◆ What is expected ◆
Leave out the pictures and print precisely the lines from the line with "of the hazy" to the final line of the entries, both ends included.

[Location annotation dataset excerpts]
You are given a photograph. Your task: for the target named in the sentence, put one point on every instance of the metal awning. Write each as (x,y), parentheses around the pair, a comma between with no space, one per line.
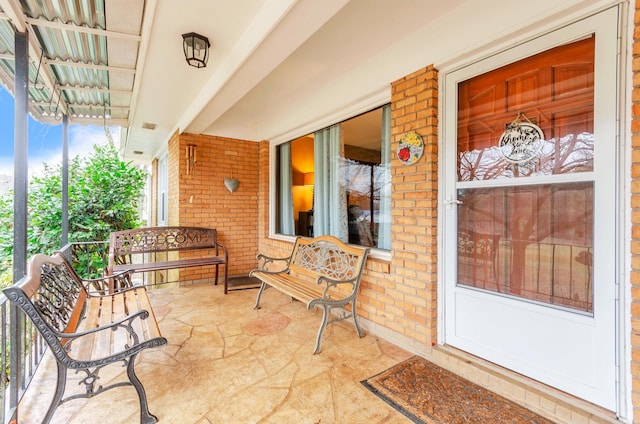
(83,57)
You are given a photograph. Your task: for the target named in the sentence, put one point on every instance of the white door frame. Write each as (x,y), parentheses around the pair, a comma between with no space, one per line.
(622,314)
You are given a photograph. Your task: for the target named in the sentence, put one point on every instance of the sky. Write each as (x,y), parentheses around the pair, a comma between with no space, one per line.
(45,141)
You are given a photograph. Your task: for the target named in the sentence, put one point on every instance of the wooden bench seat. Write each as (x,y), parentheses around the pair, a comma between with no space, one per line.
(320,272)
(147,249)
(87,331)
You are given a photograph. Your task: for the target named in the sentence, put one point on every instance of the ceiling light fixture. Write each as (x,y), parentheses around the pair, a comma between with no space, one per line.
(196,49)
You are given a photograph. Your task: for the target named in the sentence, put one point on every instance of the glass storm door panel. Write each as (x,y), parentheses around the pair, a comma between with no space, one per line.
(529,216)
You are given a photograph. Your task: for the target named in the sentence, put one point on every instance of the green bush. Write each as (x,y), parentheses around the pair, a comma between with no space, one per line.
(104,194)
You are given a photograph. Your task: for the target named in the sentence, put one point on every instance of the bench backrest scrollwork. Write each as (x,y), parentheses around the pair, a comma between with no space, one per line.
(161,239)
(52,296)
(329,257)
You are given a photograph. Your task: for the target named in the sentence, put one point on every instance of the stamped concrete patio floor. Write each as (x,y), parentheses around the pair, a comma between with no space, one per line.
(228,363)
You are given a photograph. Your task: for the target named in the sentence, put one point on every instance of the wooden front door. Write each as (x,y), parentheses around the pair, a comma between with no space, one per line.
(531,274)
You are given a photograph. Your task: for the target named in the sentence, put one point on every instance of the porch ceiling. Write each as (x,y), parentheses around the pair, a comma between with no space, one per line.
(276,67)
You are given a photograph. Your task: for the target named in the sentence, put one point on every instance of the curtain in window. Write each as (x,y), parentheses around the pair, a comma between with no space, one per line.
(384,227)
(286,197)
(330,201)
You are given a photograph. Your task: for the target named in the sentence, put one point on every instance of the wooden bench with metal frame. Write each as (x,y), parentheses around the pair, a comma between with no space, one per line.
(84,330)
(137,250)
(320,272)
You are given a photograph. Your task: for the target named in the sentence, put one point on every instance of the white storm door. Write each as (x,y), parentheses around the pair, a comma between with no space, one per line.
(530,217)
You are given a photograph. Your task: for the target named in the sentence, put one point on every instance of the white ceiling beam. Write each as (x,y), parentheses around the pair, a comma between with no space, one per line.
(89,66)
(91,89)
(96,107)
(86,30)
(147,24)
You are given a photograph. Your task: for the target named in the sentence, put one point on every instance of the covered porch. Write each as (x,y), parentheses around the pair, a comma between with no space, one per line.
(278,72)
(229,363)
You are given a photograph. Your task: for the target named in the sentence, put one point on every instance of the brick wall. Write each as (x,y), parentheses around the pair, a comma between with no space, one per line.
(204,201)
(399,295)
(404,300)
(635,231)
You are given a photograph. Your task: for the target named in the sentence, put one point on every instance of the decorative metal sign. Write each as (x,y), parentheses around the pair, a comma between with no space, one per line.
(521,141)
(410,148)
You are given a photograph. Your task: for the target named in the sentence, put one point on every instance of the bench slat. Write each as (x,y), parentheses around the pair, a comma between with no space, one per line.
(139,247)
(311,259)
(158,266)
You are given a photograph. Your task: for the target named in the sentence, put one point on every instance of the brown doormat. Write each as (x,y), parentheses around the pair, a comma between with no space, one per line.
(427,393)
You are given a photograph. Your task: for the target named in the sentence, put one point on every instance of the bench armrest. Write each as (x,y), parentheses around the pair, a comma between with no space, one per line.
(271,260)
(100,285)
(125,323)
(329,282)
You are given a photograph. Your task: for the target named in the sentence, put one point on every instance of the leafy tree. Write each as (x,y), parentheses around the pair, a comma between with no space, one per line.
(104,193)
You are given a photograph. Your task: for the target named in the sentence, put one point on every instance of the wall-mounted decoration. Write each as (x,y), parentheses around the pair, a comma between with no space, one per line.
(521,141)
(231,184)
(410,148)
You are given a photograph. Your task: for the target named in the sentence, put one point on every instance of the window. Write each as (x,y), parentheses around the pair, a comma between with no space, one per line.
(337,181)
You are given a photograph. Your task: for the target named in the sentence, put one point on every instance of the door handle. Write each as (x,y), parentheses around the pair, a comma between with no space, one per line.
(451,201)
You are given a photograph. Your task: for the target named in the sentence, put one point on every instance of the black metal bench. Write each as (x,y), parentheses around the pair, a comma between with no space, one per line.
(320,272)
(86,331)
(138,250)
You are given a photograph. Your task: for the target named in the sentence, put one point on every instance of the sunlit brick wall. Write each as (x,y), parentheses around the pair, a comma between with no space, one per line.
(404,300)
(204,201)
(398,295)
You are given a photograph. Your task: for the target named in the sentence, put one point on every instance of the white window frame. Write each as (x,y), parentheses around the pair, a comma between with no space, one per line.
(373,101)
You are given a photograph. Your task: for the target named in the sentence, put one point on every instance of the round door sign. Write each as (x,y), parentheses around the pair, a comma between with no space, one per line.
(521,142)
(410,148)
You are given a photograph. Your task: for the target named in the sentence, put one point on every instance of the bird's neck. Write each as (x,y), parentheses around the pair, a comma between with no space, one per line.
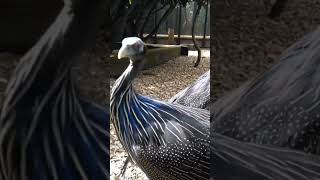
(122,96)
(123,84)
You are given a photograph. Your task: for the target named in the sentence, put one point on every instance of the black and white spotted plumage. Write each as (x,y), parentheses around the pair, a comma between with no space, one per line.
(167,141)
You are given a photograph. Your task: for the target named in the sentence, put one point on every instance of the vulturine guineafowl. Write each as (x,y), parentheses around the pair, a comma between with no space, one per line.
(166,140)
(46,130)
(196,95)
(282,106)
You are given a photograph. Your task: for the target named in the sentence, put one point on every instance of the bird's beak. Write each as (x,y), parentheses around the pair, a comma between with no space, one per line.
(122,52)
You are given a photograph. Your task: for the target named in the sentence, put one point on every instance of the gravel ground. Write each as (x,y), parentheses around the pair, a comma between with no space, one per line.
(161,82)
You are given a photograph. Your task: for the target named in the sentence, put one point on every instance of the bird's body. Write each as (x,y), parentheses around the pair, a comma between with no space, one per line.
(167,141)
(47,132)
(282,106)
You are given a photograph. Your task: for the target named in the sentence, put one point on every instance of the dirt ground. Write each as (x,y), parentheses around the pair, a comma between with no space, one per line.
(161,82)
(245,41)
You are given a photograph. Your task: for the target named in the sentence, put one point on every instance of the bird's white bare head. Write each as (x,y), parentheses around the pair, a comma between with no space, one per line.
(132,47)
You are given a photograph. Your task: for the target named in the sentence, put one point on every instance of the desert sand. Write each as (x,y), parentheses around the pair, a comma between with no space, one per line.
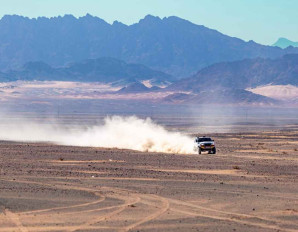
(249,185)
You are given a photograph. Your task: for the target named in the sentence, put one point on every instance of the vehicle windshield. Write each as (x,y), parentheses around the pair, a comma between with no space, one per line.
(204,140)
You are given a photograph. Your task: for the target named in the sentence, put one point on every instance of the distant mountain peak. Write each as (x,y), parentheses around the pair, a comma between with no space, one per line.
(150,19)
(285,43)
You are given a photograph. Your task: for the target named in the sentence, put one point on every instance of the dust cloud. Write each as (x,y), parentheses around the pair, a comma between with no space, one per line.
(115,132)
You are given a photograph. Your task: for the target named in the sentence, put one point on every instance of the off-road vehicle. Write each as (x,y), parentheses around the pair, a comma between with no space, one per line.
(205,144)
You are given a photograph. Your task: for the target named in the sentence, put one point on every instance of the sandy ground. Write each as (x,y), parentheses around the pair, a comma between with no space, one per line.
(250,185)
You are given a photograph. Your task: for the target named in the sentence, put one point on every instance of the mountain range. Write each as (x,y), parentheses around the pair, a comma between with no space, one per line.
(284,43)
(242,74)
(171,45)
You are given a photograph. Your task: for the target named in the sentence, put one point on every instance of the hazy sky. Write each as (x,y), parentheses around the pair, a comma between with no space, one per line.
(263,21)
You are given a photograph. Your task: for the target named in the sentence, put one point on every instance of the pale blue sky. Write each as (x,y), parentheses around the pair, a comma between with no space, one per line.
(263,21)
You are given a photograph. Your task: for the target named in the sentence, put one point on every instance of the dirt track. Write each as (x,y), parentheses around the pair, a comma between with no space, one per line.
(250,185)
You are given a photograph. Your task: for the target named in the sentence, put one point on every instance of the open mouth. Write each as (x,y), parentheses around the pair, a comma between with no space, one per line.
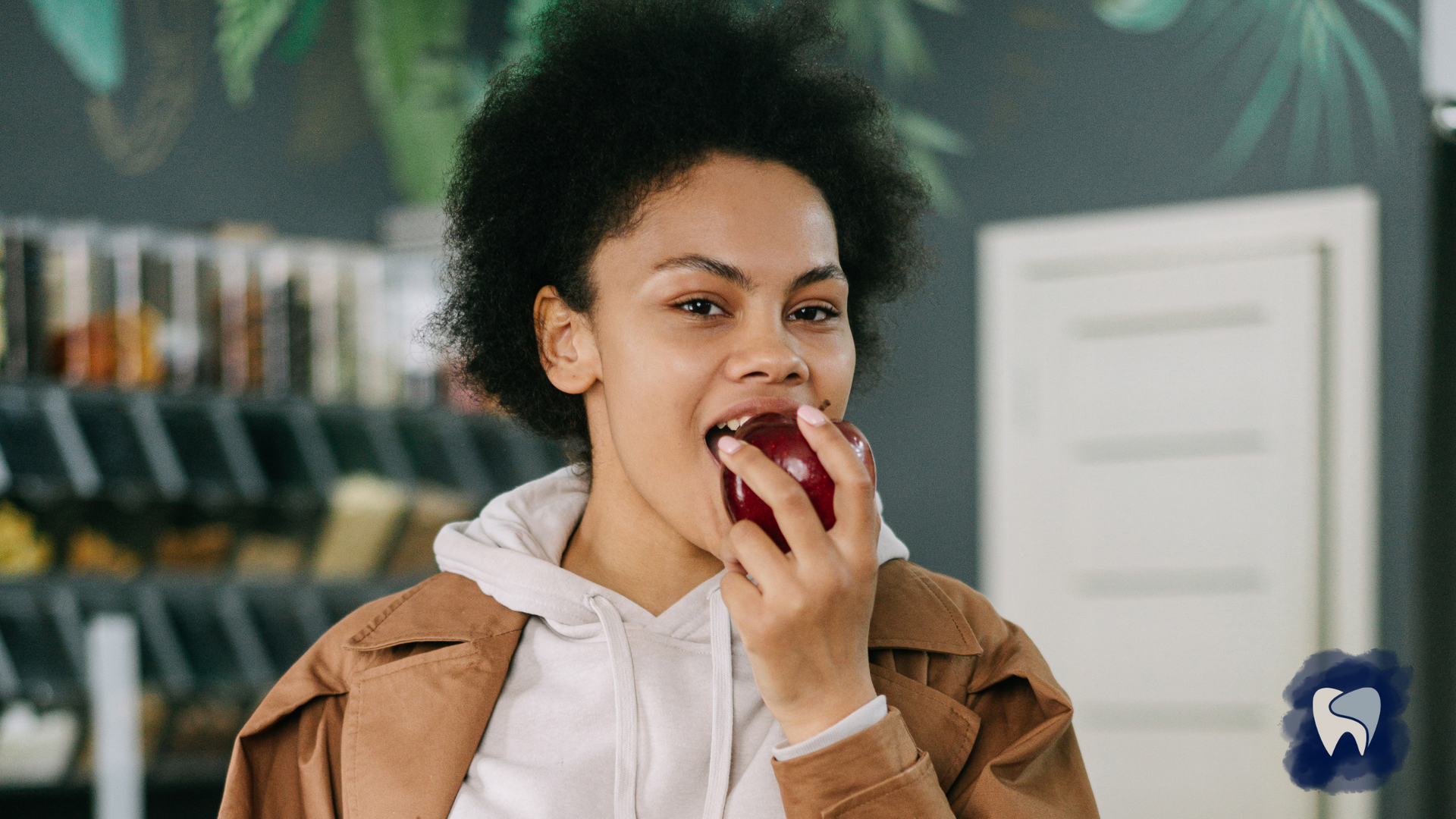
(720,430)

◆ Reply ◆
You are given a photograph. Your task: for the target named in the sentence, put one point on every instance of the hazy sky. Write each as (x,y), parentheses around the pair, a comma between with no space, one per line.
(263,21)
You are given a photograph. Your task: for the target named in the sentence, put one point on every instance of the pale blue sky. Write each as (x,y), parentheses around the pair, a comma between with no space, one per line.
(263,21)
You are given a photograph. Your task: for the target named in the sentence, put one point on every instance of the dirt track. Write each as (x,y), parentheses around the pair, a comma between with no space, one per line.
(250,185)
You are given a photograph. Your task: for the target named in the sentence, put one point on every instance of the open mouth. Write each as (x,y), parentheses around the pair, a comma between with no space, one per line.
(720,430)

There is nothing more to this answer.